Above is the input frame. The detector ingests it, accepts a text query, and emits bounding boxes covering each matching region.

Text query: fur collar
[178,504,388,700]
☆ ☆ ☆ ☆
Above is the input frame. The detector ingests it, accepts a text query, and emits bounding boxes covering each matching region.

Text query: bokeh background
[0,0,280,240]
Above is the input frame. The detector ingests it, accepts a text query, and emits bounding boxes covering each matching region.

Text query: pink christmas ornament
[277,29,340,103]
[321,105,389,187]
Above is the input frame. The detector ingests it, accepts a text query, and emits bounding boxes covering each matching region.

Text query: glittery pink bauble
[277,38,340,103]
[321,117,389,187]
☆ ☆ ☆ ☆
* [Set task]
Extract every line in the entries above that contains the string "pink", matching case exactly.

* [Response to the exercise]
Text query: pink christmas ornament
Text query: glittery pink bauble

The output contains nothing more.